Exercise directions: Find each line in the material below that contains the word "belt" and copy those lines out.

The records:
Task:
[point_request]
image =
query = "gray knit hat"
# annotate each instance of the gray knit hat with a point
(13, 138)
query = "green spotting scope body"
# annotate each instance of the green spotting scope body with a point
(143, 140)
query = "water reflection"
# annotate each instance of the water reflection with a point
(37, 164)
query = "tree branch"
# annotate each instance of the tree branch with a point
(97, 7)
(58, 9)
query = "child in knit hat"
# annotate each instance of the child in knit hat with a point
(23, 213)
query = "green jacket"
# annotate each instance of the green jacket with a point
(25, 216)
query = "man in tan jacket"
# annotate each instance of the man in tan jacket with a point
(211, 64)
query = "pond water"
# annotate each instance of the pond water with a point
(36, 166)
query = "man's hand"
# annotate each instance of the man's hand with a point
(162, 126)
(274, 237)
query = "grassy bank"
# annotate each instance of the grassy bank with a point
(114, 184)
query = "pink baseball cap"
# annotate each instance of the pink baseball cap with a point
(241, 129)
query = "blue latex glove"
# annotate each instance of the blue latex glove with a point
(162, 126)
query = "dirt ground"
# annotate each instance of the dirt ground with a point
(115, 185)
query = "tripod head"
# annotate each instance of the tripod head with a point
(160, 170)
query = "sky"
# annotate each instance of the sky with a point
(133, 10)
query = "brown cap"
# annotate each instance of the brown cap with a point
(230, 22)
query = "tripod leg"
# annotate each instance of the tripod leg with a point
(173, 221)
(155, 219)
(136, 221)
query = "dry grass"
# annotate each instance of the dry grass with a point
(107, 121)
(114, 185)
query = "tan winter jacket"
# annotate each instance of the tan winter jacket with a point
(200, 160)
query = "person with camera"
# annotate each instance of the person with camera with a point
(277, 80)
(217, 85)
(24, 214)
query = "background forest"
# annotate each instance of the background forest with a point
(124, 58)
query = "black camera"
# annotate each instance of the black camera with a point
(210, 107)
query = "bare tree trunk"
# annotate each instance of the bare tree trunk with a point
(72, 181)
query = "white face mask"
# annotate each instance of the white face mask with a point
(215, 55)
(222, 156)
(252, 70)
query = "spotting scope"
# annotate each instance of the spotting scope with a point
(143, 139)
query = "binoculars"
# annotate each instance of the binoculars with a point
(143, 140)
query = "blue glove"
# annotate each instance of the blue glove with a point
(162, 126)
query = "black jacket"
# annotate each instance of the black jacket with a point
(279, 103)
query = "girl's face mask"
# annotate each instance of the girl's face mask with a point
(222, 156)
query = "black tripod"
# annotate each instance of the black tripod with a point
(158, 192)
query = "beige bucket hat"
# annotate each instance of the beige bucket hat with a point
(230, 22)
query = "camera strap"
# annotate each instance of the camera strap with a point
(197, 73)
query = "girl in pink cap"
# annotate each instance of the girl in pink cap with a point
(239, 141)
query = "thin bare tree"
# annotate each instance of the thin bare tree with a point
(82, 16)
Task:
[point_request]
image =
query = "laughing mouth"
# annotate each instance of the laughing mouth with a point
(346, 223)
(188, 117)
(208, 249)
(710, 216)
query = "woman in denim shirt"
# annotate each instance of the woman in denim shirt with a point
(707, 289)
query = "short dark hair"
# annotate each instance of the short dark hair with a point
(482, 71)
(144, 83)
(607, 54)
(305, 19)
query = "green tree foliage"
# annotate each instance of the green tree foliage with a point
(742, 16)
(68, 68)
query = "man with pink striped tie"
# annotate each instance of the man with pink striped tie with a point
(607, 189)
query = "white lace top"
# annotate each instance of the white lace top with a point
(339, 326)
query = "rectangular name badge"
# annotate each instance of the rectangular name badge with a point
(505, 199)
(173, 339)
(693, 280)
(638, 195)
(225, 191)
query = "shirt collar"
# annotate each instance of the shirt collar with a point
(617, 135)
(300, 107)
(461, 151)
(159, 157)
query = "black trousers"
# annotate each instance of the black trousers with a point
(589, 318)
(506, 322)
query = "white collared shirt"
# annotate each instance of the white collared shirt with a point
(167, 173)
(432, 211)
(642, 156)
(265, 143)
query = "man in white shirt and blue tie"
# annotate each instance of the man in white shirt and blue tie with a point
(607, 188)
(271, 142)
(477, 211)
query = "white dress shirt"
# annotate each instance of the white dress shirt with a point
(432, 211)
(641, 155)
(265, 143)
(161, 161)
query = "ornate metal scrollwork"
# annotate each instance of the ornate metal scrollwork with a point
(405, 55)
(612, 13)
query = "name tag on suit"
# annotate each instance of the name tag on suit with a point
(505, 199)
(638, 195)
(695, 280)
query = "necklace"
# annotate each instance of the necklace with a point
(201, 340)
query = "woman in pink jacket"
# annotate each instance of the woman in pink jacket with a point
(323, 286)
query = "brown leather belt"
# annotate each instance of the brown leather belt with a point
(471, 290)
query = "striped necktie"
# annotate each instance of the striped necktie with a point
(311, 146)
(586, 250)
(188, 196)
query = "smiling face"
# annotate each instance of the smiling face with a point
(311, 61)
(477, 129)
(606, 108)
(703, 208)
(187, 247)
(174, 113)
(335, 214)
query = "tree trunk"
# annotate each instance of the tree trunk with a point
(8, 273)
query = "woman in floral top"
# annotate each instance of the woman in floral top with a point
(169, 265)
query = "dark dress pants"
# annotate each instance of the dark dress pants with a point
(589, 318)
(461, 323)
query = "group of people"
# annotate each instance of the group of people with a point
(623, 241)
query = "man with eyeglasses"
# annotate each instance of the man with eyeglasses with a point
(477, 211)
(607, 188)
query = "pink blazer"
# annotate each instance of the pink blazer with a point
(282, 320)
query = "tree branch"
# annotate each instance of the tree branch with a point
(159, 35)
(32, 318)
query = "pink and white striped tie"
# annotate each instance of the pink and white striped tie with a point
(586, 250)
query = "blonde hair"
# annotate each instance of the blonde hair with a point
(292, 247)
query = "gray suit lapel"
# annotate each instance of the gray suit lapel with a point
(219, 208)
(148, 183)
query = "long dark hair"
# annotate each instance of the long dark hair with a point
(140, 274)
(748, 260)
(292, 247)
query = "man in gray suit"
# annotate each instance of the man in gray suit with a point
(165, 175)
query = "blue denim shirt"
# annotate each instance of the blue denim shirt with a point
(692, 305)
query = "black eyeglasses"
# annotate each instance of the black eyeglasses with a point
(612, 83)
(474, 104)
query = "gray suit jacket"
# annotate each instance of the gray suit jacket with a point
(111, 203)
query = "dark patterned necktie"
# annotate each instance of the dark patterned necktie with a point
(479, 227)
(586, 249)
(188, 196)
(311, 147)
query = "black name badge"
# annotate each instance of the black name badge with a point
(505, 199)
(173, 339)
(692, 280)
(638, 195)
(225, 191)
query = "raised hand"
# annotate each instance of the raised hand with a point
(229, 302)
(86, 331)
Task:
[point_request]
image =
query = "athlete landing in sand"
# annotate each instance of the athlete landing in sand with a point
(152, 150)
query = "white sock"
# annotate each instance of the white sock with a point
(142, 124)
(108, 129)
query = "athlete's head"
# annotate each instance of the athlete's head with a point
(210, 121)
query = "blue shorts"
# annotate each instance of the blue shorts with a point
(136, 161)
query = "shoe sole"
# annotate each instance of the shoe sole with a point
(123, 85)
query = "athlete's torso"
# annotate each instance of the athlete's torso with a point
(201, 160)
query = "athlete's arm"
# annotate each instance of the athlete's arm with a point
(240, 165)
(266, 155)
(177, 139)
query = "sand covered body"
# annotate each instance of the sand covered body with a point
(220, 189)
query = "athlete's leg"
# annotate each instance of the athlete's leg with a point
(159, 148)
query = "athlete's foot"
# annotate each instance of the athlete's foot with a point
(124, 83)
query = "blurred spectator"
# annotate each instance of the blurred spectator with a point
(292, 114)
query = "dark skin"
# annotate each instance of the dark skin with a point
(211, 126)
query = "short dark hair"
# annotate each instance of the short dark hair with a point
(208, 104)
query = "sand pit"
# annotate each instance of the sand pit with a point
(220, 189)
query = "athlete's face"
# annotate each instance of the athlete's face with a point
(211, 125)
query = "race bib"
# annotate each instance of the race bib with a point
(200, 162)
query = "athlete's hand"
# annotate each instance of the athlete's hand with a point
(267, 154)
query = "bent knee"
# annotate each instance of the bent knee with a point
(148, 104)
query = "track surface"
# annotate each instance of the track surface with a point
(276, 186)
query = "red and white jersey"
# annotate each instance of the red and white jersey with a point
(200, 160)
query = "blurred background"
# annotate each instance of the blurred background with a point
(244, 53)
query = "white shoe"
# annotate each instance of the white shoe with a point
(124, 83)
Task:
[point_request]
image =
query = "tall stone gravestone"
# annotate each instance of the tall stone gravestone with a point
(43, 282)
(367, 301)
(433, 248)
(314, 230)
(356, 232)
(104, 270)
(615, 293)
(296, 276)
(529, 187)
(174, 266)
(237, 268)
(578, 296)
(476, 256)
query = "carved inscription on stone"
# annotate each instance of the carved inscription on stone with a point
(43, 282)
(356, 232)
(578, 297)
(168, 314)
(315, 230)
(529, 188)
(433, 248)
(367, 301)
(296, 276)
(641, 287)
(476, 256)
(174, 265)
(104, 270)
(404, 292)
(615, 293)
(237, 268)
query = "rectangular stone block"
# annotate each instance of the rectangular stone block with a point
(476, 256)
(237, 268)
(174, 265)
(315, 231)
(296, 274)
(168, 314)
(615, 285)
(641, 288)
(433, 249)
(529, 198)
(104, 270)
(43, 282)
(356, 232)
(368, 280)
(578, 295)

Completed task:
query = "brown leather belt"
# annotate each instance of the brown leather belt with a point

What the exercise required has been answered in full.